Oleh : Iwan Mahmud Al-Fattah
Menurut HMH Al Hamid Al Husaini yang mengutif catatan dari Nuruddin Ali dalam kitabnya “Wafaul Wafa bi Akhbar Dar al Mustafa” bahwa perayaan ini sudah dimulai pada masa KHAIZURAN (170 H/786 M). Khaizuran adalah ibu dari Amirul Mukminin Musa Al Hadi dan Al Rasyid.
Pada waktu itu Khaizuran datang ke Madinah dan kemudian memerintahkan penduduk Madinah untuk mengadakan perayaan Maulid Nabi SAW di Masjid Nabawi.
Beliau kemudian ke Mekkah dan memerintahkan agar penduduknya menyelenggarakan Maulid Nabi di rumah-rumah mereka.
Siapakah sebenarnya sosok yang satu ini ?
※ ※ ※
[TUGAS LATIHAN 1]: Salin kata demi kata bagian teks tentang awal perayaan Maulid Nabi, mulai dari kata-kata "Beliau kemudian ke" dan berhenti setelah "yang satu ini ?".
[TUGAS LATIHAN 2]: Tempat apa saja yang disebut dalam teks tentang awal perayaan Maulid Nabi? Sebutkan semuanya.
[TUGAS LATIHAN 3]: Teruskan teks tentang awal perayaan Maulid Nabi, dimulai sesudah kalimat terakhir yang tertera.
Materi di bawah ini sama sekali tidak dipakai dalam latihan ini.

[KUTIPAN SUMBER]:
※ ※ ※
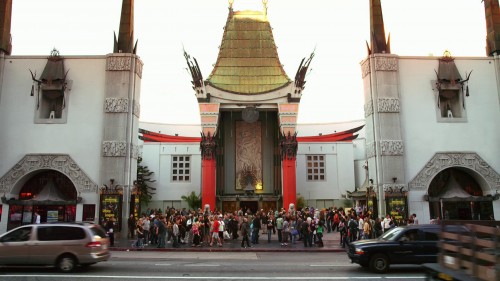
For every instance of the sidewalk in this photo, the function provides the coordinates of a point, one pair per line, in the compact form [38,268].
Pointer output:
[330,244]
※ ※ ※
[JAWABAN TUGAS 1]:
Beliau kemudian ke Mekkah dan memerintahkan agar penduduknya menyelenggarakan Maulid Nabi di rumah-rumah mereka.
Siapakah sebenarnya sosok yang satu ini ?

[JAWABAN TUGAS 2]: Madinah, Masjid Nabawi, Mekkah

[JAWABAN TUGAS 3]:
Khaizuran adalah tokoh wanita yang sangat berpengaruh selama masa pemerintahan tiga khalifah Dinasti Abbasiyah, yaitu tepatnya pada masa Khalifah Al Mahdi bin Mansur Al Abbas (Suami), Khalifah Al Hadi dan Khalifah Al Rasyid (Putra). Melalui pengaruh dirinyalah, Khaizuran mengintruksikan perayaan hari lahir Nabi SAW.
Menurut Al Izraqi, Kota Mekkah memiliki satu sudut istmewa yang sangat dianjurkan dijadikan tempat sholat. Tempat itu adalah rumah Rasulullah SAW dilahirkan, tempat ini menurut Al Izraqi kemudian dialihfungsikan menjadi mesjid oleh Khaizuran.
Ibnu Jarir (540 H) memberikan informasi tambahan bahwa Khaizuran mempunyai perhatian terhadap situs sejarah yang berhubungan dengan Nabi Muhammad SAW.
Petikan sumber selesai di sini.